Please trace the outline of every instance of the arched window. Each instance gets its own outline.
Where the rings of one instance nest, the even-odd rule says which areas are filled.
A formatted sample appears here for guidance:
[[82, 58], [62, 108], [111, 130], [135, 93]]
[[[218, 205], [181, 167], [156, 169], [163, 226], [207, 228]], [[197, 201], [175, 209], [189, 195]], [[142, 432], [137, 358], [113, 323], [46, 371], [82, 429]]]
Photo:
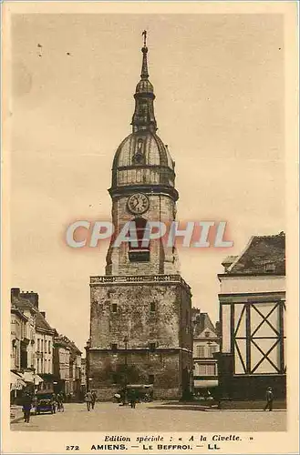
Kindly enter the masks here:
☆ ☆ ☆ ☆
Set exercise
Reproduce the lines of every item above, replacing "arched window" with "skylight" and keeping everything else unchanged. Omit the pictures from your response.

Task answer
Please trace the outline of every instance of the skylight. Each instance gets its own outline.
Where the rings of one instance nest, the even-odd rule says which areas are filled.
A formatted sample appears here for guidance:
[[82, 58], [62, 108], [111, 130], [135, 93]]
[[[218, 205], [181, 167], [156, 169], [163, 226], [207, 228]], [[197, 201], [175, 209], [189, 195]], [[142, 432], [137, 358], [113, 323], [46, 371], [82, 429]]]
Photo:
Kindly enter the masks here:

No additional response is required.